▸ Aim:
Render the lines below as a Markdown table with the columns "Row" and "Line," numbering each row and skipping any blank lines. Leave the pictures out of the table.

▸ Data to use:
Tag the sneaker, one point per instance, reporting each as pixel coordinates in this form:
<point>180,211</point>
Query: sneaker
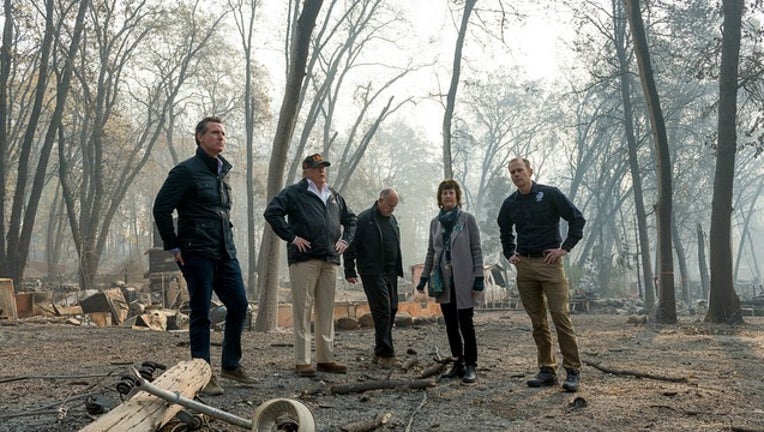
<point>545,378</point>
<point>332,367</point>
<point>571,381</point>
<point>457,371</point>
<point>305,370</point>
<point>469,375</point>
<point>388,362</point>
<point>212,388</point>
<point>238,374</point>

▸ Exercise response:
| Row | Line |
|---|---|
| 1 | Tag the sneaker, one point per instance, reporting each as pixel coordinates in this form: |
| 2 | <point>180,211</point> |
| 3 | Query: sneaker |
| 4 | <point>545,378</point> |
| 5 | <point>332,367</point> |
| 6 | <point>571,381</point> |
| 7 | <point>457,371</point> |
| 8 | <point>305,370</point> |
| 9 | <point>469,375</point> |
| 10 | <point>388,362</point> |
| 11 | <point>212,388</point> |
| 12 | <point>238,374</point> |